◆ Consignes de travail:
1. Réécrivez le passage sur les infomédiaires depuis « Néanmoins, plus que » jusqu'à « lui est présenté. » inclus, en remplaçant « guide » par « boussole ».
2. Répondez brièvement à ces questions sur le passage sur les infomédiaires :
(a) Quel site internet français sélectionne et classe les blogs ?
(b) Quels articles un algorithme peut-il faire apparaître en premier ?
(c) Quels infomédiaires liés à des moteurs de recherche sont cités ?

◆ Passage fourni:
====
Néanmoins, plus que l’édition, c’est le terme de méta-édition qui convient le mieux aux infomédiaires, c’est-à-dire une édition de l’édition première37. Cette méta-édition lui permet de s’affranchir du statut d’éditeur, qui impliquerait que de nombreuses lois et règlements relatifs au journalisme (presse, radio, télévision) s’appliquent à lui. Google, l’infomédiaire le plus puissant « joue en même temps le rôle de guide, de filtre, de pare-chocs et de traducteur. [Il] nous aide à classer l’abondance d’éléments dans des cases, nous propose des orientations et des interprétations toutes faites38 »
Ce n’est pas lui qui crée le contenu, mais il crée quelque chose à partir du contenu qui lui est présenté.
La méta-édition permet à l’infomédiaire de paraître neutre, puisqu’il met en lien différents points de vue, comme nous l’avons évoqué précédemment. L’édition qu’il pratique ne sera qu’une sélection à travers différents articles, puis un classement, et enfin une hiérarchisation des articles. Parfois, la hiérarchisation se fait sans même que l’infomédiaire n’intervienne, grâce à un algorithme qui va décider que les articles qui ont le plus de commentaires sur un thème précis devront apparaître en premier.
Le concept d’infomédiaire regroupe des acteurs protéiformes, tels que Google Actualité ou Naver News, qui sont liés à des moteurs de recherche ; ou bien le site internet français Overblog, qui sélectionne et classe les blogs les plus intéressants pour permettre aux internautes de trouver ce qu’ils recherchent dans le monde des blogs, ou bien de découvrir de nouveaux blogs. Il nous conviendra donc de nous attarder principalement sur les infomédiaires d’information liés aux moteurs et portails de recherches, et sur les prérogatives qu’ils ont acquis dans le paysage médiatique.
Ces différentes caractéristiques sont la cause de prérogatives particulières dont les agrégateurs d’actualité jouissent tant auprès des internautes, qu’auprès des journalistes.
====
◆ Données enregistrées:
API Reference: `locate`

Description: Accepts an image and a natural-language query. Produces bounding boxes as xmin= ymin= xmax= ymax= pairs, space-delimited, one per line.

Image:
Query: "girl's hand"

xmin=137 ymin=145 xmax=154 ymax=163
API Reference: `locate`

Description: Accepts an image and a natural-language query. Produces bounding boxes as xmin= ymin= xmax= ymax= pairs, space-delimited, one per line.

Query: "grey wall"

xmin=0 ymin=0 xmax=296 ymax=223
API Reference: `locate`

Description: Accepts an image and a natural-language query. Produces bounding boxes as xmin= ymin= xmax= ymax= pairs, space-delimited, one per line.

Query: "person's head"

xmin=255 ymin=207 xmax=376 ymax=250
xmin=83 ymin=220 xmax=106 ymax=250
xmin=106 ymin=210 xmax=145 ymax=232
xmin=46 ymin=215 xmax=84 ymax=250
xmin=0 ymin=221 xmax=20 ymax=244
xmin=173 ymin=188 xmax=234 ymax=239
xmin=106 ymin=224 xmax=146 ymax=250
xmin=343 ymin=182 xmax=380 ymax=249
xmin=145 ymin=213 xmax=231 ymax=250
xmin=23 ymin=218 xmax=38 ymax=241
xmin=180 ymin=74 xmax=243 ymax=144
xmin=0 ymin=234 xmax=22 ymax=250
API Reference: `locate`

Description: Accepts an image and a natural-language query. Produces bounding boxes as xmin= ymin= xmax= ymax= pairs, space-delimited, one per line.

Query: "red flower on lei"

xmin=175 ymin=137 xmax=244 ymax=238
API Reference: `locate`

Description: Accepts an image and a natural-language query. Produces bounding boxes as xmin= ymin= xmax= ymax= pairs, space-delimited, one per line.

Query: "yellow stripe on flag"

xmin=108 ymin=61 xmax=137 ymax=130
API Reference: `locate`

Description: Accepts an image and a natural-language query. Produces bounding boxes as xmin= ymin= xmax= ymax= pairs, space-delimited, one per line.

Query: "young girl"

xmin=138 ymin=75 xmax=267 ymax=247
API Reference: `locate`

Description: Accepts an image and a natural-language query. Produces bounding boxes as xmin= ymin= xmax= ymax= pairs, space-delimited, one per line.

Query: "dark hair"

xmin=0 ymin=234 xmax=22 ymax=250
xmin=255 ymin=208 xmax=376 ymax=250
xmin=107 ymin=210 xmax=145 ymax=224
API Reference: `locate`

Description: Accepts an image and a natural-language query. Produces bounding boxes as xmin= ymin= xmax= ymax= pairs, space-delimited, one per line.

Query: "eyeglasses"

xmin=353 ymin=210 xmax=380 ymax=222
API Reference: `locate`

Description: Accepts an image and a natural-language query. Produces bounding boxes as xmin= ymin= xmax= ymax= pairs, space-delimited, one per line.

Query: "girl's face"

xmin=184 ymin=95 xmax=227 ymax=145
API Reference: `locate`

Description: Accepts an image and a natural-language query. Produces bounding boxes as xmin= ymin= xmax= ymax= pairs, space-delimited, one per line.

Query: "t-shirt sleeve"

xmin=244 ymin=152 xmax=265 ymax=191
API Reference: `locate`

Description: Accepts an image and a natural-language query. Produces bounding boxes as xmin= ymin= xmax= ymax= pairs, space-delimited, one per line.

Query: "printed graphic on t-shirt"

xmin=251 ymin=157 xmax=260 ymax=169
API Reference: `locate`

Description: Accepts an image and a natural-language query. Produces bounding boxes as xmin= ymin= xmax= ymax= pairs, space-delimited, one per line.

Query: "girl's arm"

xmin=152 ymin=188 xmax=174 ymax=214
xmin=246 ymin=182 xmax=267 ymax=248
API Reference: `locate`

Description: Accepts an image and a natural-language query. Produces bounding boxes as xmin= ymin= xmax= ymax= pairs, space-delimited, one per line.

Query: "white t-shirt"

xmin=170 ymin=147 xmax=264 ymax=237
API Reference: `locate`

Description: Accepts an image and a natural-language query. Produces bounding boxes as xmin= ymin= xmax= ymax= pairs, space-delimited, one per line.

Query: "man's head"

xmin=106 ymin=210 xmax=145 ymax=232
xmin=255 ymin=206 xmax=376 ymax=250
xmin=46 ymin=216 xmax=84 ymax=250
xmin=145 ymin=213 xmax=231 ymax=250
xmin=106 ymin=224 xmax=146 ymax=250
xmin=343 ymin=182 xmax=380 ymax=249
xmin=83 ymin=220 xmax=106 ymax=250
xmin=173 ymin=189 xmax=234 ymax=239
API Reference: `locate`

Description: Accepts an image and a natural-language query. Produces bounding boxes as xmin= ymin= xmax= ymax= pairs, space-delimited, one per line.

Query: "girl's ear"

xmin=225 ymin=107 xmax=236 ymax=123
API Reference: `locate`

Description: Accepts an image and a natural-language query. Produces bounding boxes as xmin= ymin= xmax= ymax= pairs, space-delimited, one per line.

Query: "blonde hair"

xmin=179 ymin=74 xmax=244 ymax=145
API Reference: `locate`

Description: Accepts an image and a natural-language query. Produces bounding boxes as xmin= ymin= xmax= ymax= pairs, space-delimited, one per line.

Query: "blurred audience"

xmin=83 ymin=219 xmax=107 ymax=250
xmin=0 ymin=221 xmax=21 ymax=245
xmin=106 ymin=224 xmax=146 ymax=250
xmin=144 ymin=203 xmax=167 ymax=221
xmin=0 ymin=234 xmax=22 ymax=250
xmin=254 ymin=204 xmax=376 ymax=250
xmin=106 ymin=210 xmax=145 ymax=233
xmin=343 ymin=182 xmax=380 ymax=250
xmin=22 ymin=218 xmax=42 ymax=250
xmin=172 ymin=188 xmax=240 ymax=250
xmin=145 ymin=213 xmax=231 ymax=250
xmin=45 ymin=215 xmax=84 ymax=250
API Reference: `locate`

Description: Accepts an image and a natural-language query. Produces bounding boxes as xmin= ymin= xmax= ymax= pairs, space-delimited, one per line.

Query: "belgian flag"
====
◆ Liste des réponses:
1.
Néanmoins, plus que l’édition, c’est le terme de méta-édition qui convient le mieux aux infomédiaires, c’est-à-dire une édition de l’édition première37. Cette méta-édition lui permet de s’affranchir du statut d’éditeur, qui impliquerait que de nombreuses lois et règlements relatifs au journalisme (presse, radio, télévision) s’appliquent à lui. Google, l’infomédiaire le plus puissant « joue en même temps le rôle de boussole, de filtre, de pare-chocs et de traducteur. [Il] nous aide à classer l’abondance d’éléments dans des cases, nous propose des orientations et des interprétations toutes faites38 »
Ce n’est pas lui qui crée le contenu, mais il crée quelque chose à partir du contenu qui lui est présenté.

2.
(a) Overblog.
(b) Les articles qui ont le plus de commentaires sur un thème précis.
(c) Google Actualité et Naver News.